▸ DOCUMENT:

---*---

I'm talking about male fantasies, obviously.
"Every woman wants him and every man wants to be him." Wanting to be Bond is a lot harder when the perils are clearly outlined -- it's what you said about Brosnan's shadow-self showing on the surface with Craig -- and also, a lot harder when you know for certain you don't have the background for it. (What's really ironic is that Craig doesn't have the background, either.)
Hm, what else. Casino Royale is so much more female-friendly than the other Bond films. The presence of a strong female character isn't the real reason, because there have been strong female characters in other Bond films. It's Craig's Bond not being so infallible, and having a bad side that's visible on screen where Vesper (and the audience) can see it -- and reach it. Before it didn't matter if the girl was a rocket scientist, she wasn't ever going be on equal footing with James Bond, emotionally speaking.
The only "equal" Bond girl -- who is not a villain -- in previous Bond films was Michelle Yeoh in Tommorrow Never Dies, and Bond treated her like a guy or (at least) put her in a separate, non-sexual category. This movie proves that you can have equality and chemistry. Some people complained about Solange (the "typical Bond girl") but I appreciated that she was there, for the contrast -- and for the fact that she is not really taken in my him. She plays along because she wants to.

---*---

▸ COLLECTED DATA:
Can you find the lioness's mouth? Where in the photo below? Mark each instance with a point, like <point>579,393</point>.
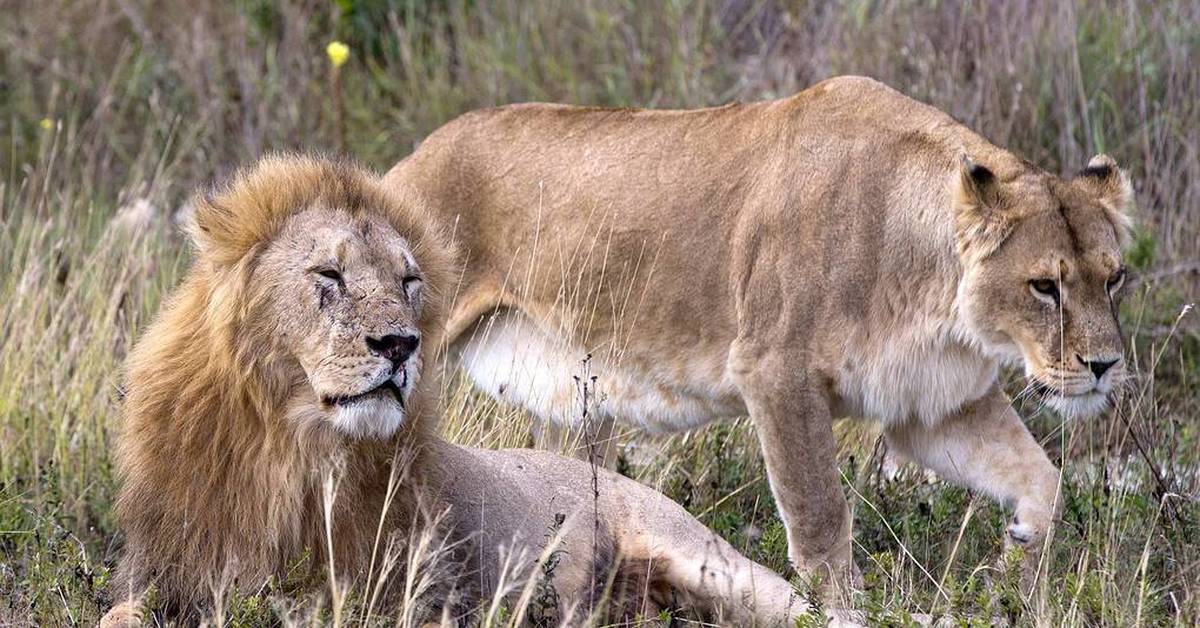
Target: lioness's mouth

---*---

▸ PROBLEM DESCRIPTION: From the Bond film commentary above, reproduce the passage from "I'm talking about" up to and including "the background, either.)".

▸ RESULT OF THE TASK:
I'm talking about male fantasies, obviously.
"Every woman wants him and every man wants to be him." Wanting to be Bond is a lot harder when the perils are clearly outlined -- it's what you said about Brosnan's shadow-self showing on the surface with Craig -- and also, a lot harder when you know for certain you don't have the background for it. (What's really ironic is that Craig doesn't have the background, either.)